Goal =
Please find every line in the data below that contains the string "neck" and copy each of those lines. Case counts.

Entries from a dataset =
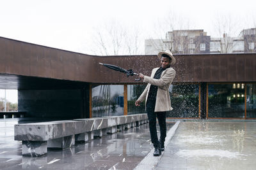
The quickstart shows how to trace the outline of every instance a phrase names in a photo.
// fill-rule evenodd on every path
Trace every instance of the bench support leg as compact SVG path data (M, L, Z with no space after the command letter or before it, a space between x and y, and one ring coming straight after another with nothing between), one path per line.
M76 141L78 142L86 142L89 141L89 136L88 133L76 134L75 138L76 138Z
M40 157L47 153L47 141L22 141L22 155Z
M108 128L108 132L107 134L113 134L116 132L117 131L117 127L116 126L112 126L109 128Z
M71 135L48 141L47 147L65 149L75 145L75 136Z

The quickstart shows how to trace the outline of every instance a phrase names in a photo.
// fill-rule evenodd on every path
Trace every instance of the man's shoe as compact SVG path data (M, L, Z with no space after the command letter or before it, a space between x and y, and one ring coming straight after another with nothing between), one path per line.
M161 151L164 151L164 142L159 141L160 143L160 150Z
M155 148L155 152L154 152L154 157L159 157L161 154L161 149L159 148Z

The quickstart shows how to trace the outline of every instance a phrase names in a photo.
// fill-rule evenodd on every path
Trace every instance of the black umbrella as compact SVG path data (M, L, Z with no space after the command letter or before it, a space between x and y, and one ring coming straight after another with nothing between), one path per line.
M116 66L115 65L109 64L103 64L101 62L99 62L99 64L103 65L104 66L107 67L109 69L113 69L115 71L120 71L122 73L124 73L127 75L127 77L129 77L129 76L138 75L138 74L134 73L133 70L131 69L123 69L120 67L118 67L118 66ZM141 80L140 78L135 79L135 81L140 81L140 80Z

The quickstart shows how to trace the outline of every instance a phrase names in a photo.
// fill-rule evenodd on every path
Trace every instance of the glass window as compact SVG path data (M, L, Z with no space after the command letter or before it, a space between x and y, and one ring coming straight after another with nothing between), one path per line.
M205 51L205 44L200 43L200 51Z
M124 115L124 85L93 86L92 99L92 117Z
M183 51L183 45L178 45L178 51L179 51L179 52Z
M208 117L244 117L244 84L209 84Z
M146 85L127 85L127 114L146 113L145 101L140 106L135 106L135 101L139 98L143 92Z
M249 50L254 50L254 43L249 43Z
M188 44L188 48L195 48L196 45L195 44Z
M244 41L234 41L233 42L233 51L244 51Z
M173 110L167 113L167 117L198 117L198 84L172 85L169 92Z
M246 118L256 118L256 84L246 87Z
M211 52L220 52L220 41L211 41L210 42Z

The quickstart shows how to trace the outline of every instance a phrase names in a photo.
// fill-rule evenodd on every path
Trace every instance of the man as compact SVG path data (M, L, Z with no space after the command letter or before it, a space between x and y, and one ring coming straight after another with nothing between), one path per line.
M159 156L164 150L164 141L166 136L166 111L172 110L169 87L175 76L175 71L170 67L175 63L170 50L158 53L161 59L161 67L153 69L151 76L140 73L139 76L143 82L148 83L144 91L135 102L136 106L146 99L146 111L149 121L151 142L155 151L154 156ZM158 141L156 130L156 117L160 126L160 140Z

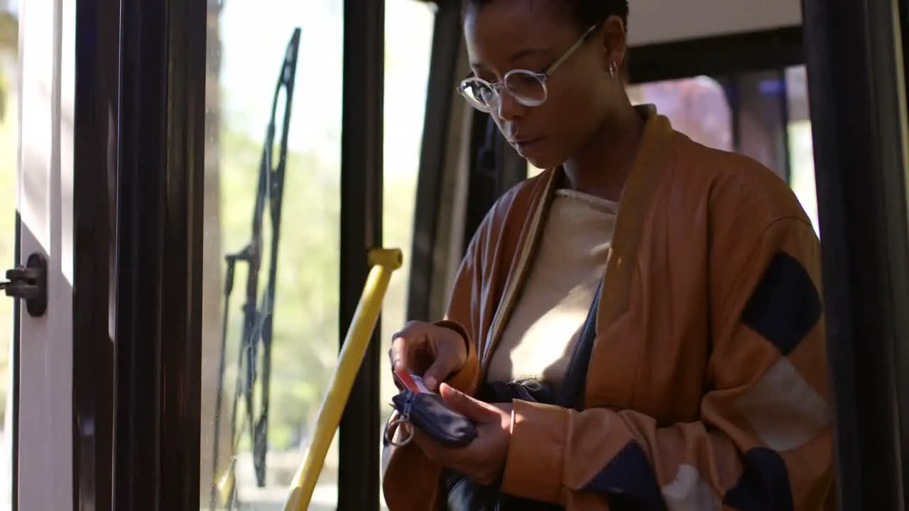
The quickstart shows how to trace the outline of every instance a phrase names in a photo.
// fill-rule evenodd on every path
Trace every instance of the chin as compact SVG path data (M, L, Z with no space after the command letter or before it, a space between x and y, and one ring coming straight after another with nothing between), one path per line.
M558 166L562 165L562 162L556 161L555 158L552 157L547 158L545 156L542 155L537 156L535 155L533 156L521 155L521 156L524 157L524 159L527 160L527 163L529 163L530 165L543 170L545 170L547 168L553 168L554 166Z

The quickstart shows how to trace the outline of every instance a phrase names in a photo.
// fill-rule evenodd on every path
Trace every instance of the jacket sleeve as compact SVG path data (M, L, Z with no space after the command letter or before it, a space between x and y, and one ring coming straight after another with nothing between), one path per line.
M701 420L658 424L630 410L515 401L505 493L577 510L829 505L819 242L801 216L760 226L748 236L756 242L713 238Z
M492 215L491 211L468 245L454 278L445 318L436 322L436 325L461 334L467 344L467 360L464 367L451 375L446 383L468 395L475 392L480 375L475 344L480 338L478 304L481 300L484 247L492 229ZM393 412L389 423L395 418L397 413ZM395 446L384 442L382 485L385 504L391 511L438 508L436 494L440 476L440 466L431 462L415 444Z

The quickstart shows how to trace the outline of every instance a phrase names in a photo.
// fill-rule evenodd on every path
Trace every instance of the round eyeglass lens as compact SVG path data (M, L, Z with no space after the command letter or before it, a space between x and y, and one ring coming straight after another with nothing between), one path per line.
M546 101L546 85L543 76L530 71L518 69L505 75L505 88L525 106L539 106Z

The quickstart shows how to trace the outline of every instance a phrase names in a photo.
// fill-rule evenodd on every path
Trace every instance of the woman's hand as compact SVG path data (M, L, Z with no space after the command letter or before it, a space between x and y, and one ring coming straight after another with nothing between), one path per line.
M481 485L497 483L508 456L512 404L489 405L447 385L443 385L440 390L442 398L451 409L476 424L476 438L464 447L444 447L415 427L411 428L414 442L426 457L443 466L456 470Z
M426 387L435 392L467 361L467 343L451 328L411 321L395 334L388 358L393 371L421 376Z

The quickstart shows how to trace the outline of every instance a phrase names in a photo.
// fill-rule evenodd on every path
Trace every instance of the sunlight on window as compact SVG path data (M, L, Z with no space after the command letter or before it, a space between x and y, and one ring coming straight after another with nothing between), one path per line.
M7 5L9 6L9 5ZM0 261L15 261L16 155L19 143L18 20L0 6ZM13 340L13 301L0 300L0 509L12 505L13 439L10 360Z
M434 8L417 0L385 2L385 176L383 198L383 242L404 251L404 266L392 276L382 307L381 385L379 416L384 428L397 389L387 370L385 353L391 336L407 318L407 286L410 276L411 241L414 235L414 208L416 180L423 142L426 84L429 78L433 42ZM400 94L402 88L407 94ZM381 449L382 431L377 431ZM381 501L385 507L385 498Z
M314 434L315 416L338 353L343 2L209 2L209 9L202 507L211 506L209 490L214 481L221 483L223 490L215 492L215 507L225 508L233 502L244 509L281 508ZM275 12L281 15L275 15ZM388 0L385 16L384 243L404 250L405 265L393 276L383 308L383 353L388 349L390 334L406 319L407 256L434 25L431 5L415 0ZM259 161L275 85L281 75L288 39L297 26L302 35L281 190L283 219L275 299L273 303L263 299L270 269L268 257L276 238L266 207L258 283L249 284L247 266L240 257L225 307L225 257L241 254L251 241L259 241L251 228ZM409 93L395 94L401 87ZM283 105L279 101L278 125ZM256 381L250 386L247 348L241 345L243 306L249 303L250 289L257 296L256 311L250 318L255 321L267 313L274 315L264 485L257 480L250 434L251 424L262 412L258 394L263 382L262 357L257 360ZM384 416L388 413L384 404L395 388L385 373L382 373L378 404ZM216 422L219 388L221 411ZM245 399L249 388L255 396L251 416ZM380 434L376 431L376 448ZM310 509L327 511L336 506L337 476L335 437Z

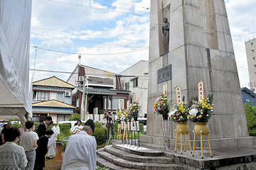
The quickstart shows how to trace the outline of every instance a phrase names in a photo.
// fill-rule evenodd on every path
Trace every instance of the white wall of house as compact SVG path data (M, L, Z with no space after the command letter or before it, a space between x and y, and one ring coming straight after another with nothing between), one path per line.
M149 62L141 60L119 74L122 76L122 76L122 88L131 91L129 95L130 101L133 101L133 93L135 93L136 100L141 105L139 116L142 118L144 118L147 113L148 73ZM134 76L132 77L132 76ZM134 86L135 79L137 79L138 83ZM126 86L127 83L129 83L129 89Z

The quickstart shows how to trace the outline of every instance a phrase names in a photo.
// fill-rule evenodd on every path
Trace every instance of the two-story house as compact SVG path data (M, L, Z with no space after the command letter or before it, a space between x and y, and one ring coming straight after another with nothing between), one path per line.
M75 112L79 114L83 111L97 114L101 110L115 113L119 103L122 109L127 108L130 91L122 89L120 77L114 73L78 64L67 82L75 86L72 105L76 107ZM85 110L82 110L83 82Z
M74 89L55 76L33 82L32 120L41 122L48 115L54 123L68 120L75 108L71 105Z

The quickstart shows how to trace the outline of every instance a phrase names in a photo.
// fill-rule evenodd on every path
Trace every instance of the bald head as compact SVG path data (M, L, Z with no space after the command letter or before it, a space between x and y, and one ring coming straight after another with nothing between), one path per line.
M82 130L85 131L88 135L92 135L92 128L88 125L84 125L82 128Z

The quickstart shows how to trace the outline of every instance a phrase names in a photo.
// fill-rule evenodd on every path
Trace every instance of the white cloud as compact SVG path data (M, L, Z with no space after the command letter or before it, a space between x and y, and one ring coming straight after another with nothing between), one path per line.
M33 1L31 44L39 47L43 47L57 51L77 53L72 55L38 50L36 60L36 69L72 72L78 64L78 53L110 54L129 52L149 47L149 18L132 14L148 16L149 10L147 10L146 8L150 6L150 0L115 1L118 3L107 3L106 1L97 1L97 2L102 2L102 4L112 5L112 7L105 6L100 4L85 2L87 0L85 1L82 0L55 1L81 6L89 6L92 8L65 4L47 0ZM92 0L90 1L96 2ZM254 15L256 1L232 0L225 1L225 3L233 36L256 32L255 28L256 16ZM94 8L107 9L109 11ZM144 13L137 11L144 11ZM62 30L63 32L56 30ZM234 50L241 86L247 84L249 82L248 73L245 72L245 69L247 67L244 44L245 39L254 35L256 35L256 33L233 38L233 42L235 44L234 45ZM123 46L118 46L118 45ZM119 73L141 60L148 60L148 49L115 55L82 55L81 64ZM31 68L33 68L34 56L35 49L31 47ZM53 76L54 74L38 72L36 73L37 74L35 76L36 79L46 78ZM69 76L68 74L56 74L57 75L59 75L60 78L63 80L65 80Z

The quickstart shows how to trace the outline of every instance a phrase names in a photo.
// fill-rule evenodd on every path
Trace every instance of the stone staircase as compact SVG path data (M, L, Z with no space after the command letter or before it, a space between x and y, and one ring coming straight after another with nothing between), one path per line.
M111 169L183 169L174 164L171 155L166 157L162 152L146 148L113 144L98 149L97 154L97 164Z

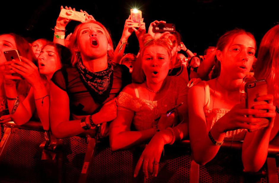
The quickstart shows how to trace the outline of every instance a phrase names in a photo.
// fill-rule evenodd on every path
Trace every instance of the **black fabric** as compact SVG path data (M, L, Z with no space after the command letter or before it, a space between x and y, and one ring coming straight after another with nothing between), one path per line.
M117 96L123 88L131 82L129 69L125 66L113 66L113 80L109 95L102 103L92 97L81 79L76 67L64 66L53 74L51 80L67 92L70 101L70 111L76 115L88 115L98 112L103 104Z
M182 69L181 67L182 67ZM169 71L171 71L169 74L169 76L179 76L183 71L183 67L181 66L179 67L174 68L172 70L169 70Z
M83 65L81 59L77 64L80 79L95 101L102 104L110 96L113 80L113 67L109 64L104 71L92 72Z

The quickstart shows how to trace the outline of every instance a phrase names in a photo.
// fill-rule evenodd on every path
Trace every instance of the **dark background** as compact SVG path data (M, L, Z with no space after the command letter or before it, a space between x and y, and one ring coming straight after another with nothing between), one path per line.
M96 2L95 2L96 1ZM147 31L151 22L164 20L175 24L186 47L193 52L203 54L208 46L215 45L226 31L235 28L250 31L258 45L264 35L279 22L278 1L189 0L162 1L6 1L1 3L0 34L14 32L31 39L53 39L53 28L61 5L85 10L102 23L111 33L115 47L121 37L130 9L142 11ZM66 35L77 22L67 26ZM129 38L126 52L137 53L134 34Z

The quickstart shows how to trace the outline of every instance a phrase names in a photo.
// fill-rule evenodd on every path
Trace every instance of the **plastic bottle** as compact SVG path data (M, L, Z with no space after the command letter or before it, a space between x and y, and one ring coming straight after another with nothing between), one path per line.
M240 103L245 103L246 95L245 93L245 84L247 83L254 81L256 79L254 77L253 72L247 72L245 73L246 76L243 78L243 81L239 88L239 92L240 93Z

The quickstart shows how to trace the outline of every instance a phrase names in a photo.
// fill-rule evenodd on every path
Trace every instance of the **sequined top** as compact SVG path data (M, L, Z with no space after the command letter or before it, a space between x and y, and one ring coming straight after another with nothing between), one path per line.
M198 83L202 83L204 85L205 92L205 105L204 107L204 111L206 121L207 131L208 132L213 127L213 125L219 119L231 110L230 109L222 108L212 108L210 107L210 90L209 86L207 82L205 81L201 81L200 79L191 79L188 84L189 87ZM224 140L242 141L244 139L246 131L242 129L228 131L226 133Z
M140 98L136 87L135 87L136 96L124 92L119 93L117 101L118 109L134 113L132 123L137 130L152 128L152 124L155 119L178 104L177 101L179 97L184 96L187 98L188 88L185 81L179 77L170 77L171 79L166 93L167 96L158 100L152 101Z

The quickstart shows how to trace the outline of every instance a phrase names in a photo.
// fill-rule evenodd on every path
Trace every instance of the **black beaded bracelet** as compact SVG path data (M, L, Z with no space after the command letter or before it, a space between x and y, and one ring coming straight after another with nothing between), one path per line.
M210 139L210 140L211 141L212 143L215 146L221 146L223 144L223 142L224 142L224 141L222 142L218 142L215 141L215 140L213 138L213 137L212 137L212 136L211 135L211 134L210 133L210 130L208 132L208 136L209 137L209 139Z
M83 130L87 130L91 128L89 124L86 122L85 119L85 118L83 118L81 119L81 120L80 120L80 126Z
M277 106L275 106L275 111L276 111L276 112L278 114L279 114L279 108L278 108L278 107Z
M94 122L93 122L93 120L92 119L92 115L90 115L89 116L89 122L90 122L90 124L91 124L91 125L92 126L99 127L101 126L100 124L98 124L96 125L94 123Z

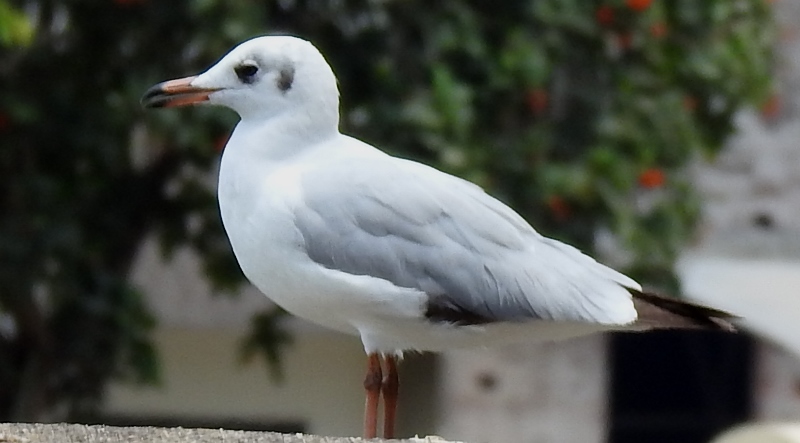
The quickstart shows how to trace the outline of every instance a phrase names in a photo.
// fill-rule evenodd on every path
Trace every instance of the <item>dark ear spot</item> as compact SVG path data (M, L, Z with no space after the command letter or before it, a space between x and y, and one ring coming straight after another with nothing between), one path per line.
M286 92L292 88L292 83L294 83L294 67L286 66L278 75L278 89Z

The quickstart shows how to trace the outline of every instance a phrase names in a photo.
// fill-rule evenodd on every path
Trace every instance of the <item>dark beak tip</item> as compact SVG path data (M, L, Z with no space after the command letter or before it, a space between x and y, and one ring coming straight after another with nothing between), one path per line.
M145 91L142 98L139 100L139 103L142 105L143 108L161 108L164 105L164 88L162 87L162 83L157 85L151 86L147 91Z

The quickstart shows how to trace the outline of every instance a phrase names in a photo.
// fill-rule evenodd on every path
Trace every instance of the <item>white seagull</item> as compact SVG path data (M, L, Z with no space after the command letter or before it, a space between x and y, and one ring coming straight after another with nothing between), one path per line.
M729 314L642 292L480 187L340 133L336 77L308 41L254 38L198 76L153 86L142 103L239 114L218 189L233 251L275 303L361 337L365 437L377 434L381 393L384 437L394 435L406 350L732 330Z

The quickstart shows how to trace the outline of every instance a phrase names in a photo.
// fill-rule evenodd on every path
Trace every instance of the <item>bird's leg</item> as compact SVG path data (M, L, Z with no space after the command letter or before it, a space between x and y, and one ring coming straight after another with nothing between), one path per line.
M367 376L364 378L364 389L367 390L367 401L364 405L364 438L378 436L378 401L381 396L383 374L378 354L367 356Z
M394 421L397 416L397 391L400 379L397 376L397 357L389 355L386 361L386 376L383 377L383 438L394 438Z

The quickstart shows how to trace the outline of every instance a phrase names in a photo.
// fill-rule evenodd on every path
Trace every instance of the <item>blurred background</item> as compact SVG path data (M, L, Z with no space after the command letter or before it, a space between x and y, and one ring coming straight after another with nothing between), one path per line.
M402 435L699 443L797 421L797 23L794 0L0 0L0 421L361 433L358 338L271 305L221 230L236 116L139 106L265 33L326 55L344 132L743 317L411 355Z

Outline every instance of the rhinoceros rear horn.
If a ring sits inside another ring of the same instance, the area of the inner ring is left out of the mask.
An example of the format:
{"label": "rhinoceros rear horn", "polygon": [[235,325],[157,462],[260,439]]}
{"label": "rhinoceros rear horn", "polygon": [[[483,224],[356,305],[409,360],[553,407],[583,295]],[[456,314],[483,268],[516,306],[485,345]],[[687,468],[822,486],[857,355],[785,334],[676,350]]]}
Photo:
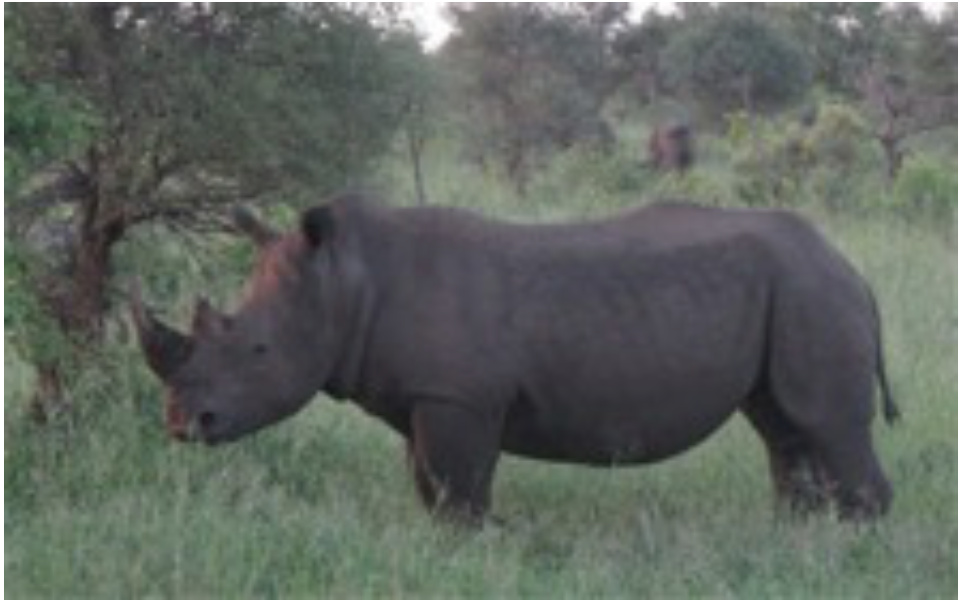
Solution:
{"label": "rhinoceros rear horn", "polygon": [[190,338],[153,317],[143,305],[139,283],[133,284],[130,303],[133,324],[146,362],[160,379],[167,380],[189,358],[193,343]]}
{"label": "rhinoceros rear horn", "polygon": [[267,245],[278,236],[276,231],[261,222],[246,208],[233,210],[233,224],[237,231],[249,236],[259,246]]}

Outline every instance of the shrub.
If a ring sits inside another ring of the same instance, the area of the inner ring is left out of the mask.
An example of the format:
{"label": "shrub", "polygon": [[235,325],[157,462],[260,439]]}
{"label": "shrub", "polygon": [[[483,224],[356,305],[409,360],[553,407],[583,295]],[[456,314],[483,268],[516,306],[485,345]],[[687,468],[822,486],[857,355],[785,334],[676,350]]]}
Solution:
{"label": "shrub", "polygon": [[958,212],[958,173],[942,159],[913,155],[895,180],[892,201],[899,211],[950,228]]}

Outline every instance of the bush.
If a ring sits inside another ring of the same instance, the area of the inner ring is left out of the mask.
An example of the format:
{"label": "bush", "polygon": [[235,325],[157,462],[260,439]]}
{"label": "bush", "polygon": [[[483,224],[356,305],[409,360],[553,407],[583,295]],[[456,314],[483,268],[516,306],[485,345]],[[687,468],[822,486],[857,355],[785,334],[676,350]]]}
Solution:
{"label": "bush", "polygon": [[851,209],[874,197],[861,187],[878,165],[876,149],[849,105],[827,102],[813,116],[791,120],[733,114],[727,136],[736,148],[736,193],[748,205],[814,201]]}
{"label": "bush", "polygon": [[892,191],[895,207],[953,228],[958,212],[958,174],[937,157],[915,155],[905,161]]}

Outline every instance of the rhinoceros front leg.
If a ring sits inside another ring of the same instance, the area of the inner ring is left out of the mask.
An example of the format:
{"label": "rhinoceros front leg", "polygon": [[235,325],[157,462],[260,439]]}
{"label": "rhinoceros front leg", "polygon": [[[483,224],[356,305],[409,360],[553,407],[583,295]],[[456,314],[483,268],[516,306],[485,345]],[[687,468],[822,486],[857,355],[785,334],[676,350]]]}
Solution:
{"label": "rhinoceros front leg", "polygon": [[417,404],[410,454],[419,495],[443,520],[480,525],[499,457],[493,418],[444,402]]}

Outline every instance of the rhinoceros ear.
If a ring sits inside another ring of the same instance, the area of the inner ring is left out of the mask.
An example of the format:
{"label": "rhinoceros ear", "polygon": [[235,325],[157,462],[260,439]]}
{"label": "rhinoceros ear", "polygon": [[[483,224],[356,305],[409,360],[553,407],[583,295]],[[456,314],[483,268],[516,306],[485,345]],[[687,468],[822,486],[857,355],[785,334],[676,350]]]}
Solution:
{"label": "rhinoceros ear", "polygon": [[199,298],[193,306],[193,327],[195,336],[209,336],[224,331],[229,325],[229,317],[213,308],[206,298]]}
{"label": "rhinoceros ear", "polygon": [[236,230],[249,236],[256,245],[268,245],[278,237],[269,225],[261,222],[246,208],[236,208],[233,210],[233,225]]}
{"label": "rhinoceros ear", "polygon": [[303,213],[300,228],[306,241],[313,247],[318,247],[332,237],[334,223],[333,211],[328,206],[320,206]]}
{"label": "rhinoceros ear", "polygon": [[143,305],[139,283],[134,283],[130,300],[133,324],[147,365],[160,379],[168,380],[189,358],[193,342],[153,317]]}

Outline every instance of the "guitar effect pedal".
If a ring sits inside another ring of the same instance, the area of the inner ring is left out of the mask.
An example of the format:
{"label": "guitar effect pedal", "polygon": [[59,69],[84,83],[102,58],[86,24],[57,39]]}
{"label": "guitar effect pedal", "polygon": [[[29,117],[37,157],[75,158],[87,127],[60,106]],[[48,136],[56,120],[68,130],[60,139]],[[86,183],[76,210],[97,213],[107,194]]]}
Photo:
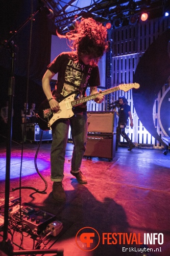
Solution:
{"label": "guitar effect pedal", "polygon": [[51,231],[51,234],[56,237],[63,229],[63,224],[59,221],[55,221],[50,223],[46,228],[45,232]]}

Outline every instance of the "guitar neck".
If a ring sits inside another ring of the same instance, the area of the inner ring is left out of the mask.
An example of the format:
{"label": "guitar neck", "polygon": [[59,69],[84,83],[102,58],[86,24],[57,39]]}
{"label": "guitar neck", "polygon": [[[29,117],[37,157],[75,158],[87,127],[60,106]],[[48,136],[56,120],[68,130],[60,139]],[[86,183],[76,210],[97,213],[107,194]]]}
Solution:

Answer to the problem =
Outline every instance of the "guitar neck".
{"label": "guitar neck", "polygon": [[59,69],[84,83],[102,58],[86,24],[57,39]]}
{"label": "guitar neck", "polygon": [[[29,117],[37,157],[75,158],[87,127],[60,106]],[[48,136],[56,120],[68,130],[60,139]],[[86,183],[76,210],[97,213],[107,194]]]}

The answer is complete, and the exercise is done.